▸ Task requirements
Put each line of the data below into a JSON list of strings, one string per line, with blank lines and the pictures left out.

>> begin

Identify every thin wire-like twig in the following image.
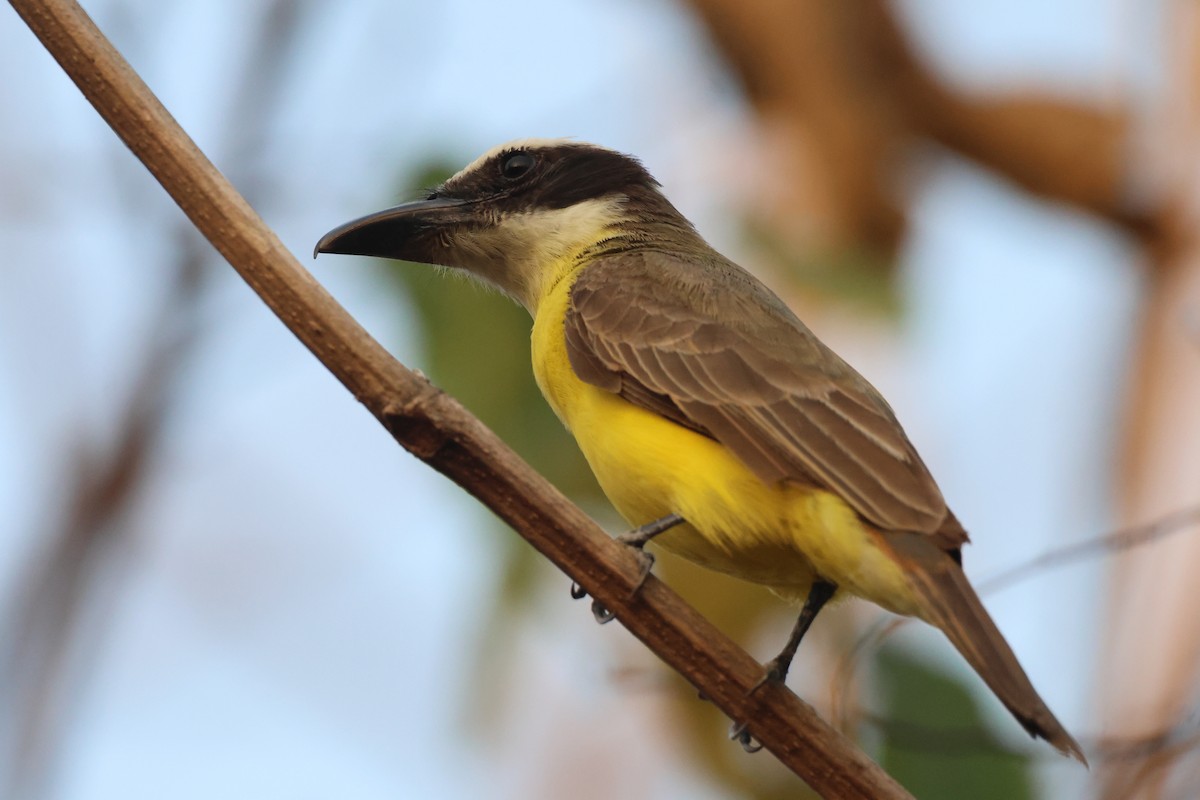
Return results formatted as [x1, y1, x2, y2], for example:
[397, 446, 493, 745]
[10, 0, 910, 800]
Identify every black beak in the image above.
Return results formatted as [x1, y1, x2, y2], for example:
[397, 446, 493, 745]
[312, 197, 467, 264]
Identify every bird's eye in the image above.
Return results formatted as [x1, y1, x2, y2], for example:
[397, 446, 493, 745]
[500, 151, 536, 181]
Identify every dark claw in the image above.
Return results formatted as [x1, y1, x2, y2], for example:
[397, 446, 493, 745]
[592, 600, 616, 625]
[730, 722, 762, 753]
[629, 547, 654, 597]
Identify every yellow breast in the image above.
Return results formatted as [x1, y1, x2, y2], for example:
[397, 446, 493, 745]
[532, 262, 911, 613]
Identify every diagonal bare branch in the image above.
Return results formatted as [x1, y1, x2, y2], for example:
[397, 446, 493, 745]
[11, 0, 908, 800]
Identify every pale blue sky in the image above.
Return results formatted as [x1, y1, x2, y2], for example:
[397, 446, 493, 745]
[0, 0, 1157, 800]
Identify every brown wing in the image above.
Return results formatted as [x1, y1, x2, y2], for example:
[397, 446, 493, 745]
[565, 252, 966, 547]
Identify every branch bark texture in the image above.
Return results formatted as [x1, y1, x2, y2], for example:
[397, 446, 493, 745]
[10, 0, 910, 800]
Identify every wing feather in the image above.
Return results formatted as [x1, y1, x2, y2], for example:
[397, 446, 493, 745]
[565, 251, 966, 547]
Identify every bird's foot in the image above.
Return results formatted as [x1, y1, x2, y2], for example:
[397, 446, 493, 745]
[571, 582, 616, 625]
[617, 513, 684, 597]
[730, 654, 792, 753]
[730, 722, 762, 753]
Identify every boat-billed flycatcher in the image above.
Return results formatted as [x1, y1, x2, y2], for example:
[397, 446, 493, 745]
[317, 139, 1086, 763]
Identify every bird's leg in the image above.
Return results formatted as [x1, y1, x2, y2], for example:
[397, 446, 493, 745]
[617, 513, 684, 587]
[571, 513, 684, 625]
[730, 578, 838, 753]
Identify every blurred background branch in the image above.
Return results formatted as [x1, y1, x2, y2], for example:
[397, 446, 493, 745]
[0, 0, 1200, 800]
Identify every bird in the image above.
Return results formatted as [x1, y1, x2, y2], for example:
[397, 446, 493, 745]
[314, 139, 1087, 765]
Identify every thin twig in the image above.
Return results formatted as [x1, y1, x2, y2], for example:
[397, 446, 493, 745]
[978, 506, 1200, 595]
[11, 0, 908, 799]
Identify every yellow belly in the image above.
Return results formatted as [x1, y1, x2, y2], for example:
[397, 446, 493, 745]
[533, 268, 916, 614]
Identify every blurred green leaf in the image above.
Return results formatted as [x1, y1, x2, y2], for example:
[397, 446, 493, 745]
[742, 217, 904, 318]
[876, 648, 1033, 800]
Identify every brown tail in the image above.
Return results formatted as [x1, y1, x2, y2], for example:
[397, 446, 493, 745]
[888, 534, 1087, 766]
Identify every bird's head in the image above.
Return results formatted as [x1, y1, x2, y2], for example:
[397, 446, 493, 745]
[316, 139, 691, 311]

>> end

▸ Task result
[
  "Identify every thin wire-like twig in the following image.",
  "Return results formatted as [x1, y1, x2, y2], for example:",
  "[397, 446, 493, 745]",
  "[10, 0, 910, 800]",
  "Identify every black beak in the image above.",
  "Return results formatted as [x1, y1, x2, y2], for example:",
  "[397, 446, 493, 745]",
  "[312, 197, 467, 264]",
  "Identify every bird's eye in the image above.",
  "Return results formatted as [x1, y1, x2, y2], for example:",
  "[397, 446, 493, 745]",
  "[500, 151, 536, 181]",
  "Identify every dark claw in the image above.",
  "Return results formatted as [x1, y1, x2, y2], for example:",
  "[397, 446, 493, 745]",
  "[592, 600, 616, 625]",
  "[730, 722, 762, 753]",
  "[629, 547, 654, 597]",
  "Identify every yellow breast in the image above.",
  "Return results formatted as [x1, y1, x2, y2], for example:",
  "[397, 446, 493, 745]",
  "[532, 262, 911, 613]",
  "Identify every diagonal bare branch in the image above.",
  "Return results formatted as [x1, y1, x2, y2], for example:",
  "[397, 446, 493, 745]",
  "[11, 0, 908, 800]",
  "Identify every pale blue sky in the image above.",
  "Return results formatted as [x1, y1, x2, y2], for example:",
  "[397, 446, 493, 745]",
  "[0, 0, 1157, 800]",
  "Identify every brown wing in the image above.",
  "Return results formatted as [x1, y1, x2, y2], for example:",
  "[397, 446, 493, 745]",
  "[565, 252, 966, 547]",
  "Identify every branch bark texture in the image above.",
  "Return results formatted as [x1, y1, x2, y2], for example:",
  "[397, 446, 493, 745]",
  "[10, 0, 910, 800]",
  "Identify every wing feather in the image above.",
  "Return results formatted as [x1, y1, x2, y2], for example:",
  "[397, 446, 493, 745]",
  "[565, 251, 966, 547]",
  "Identify every bird's foot in the image above.",
  "Return results formatted as [x1, y1, x2, y2], for example:",
  "[397, 446, 493, 745]",
  "[571, 582, 616, 625]",
  "[617, 513, 684, 597]",
  "[730, 654, 792, 753]",
  "[730, 722, 762, 753]",
  "Identify every boat-billed flycatcher in the image above.",
  "Return results formatted as [x1, y1, x2, y2], for example:",
  "[397, 446, 493, 745]",
  "[317, 139, 1086, 763]",
  "Identify every bird's leg in the image above.",
  "Return results formatted as [x1, y1, x2, y2], for example:",
  "[397, 446, 493, 745]",
  "[617, 513, 684, 587]",
  "[571, 513, 684, 625]",
  "[730, 578, 838, 753]",
  "Identify every blurred background branch in the image above.",
  "Return results formatted as [x1, y1, x2, y2], for example:",
  "[397, 446, 493, 745]",
  "[0, 0, 1200, 800]",
  "Identify every bird in the image above.",
  "Return results formatted as [x1, y1, x2, y2], for example:",
  "[397, 446, 493, 745]",
  "[314, 139, 1087, 765]",
  "Identify every thin twig in the image above.",
  "Return results formatted as [x1, y1, x2, y2], for example:",
  "[397, 446, 493, 745]",
  "[978, 506, 1200, 595]",
  "[11, 0, 908, 799]",
  "Identify every yellow belly in the image above.",
  "Return results formatted as [x1, y1, x2, y2], for example:",
  "[397, 446, 493, 745]",
  "[533, 268, 916, 614]",
  "Identify every blurred green leaf in the image above.",
  "Return results formatted as [x1, y1, x2, y2], for example:",
  "[397, 446, 493, 745]",
  "[742, 217, 904, 318]",
  "[876, 648, 1033, 800]",
  "Identify every brown tail in the image above.",
  "Return results formatted as [x1, y1, x2, y2], for example:",
  "[397, 446, 493, 745]",
  "[888, 534, 1087, 766]",
  "Identify every bird's head in the image above.",
  "Return results formatted as [x1, y1, x2, y2], for example:",
  "[397, 446, 493, 745]",
  "[316, 139, 691, 311]"
]